• _BEREITGESTELLTE DATEN_:
━━━━━━━━━━━━━━━━━━━━

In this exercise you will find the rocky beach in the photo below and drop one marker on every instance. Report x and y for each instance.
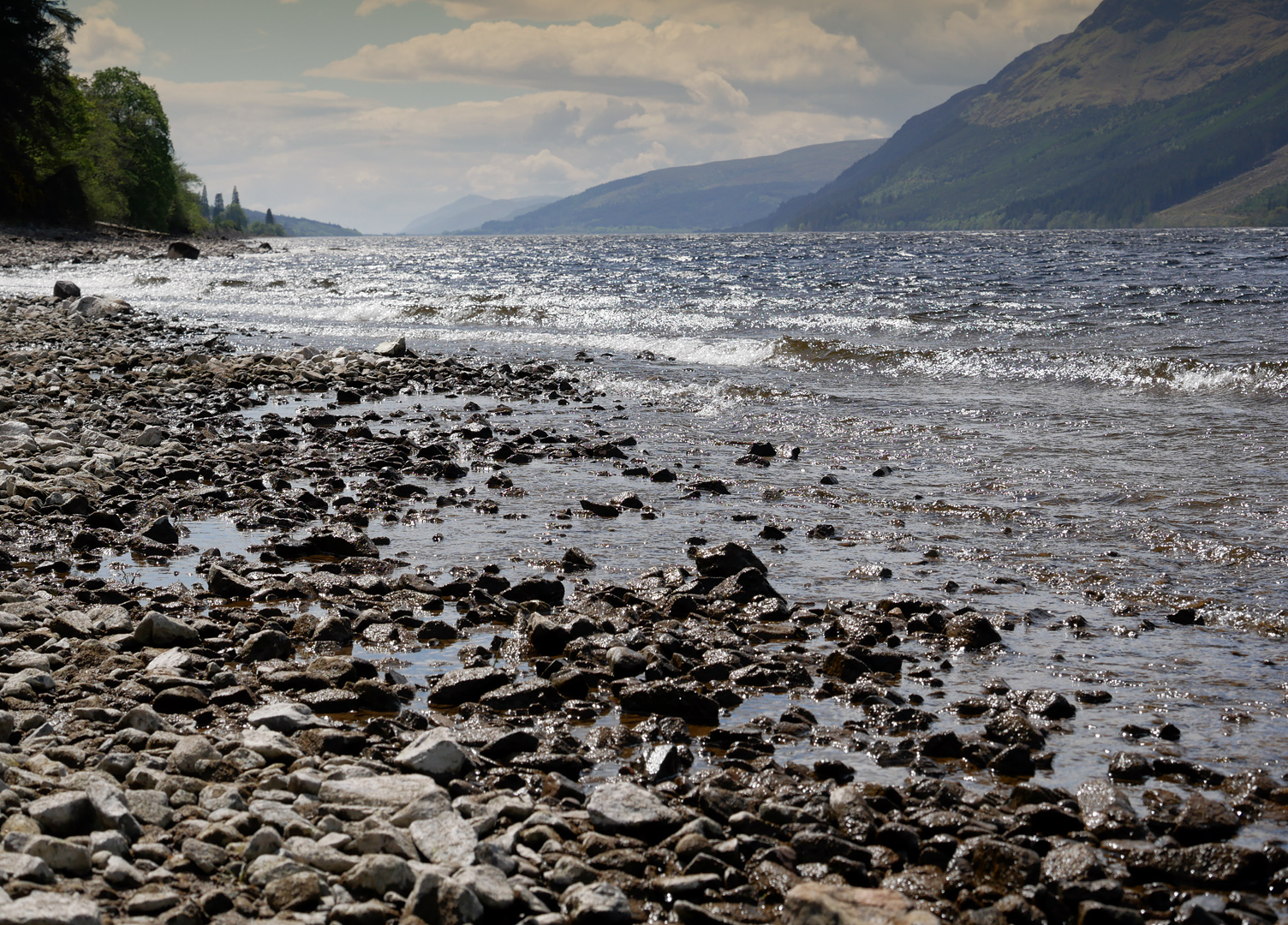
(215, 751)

━━━━━━━━━━━━━━━━━━━━

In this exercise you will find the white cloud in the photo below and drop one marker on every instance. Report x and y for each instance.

━━━━━━━━━━━━━━━━━━━━

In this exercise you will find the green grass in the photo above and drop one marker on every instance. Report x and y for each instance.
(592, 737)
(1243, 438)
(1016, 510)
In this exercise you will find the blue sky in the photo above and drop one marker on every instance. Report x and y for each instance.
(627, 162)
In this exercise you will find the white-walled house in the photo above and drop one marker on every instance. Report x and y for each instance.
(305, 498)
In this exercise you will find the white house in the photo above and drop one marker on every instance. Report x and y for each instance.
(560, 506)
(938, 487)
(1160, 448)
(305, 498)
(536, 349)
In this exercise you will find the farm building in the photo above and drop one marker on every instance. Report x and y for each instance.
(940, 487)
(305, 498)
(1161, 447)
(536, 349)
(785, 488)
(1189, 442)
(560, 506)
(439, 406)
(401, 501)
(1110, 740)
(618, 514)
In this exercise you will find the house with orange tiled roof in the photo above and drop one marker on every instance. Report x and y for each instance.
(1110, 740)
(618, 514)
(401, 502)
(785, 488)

━━━━━━━━━━━━━━━━━━━━

• _ZIEL_: Entnehmen Sie den obigen Daten jede Zeile, in der die Zeichenfolge „white“ vorkommt.

• _VOLLSTÄNDIGE ANTWORT_:
In this exercise you will find the white cloud in the photo below and drop one marker on every instance. Report x and y for each instance.
In this exercise you will find the white-walled house in the photo above and drop one marker on every instance. Report x and y for each instance.
In this exercise you will find the white house in the photo above and drop one marker on every instance. Report x and y for each instance.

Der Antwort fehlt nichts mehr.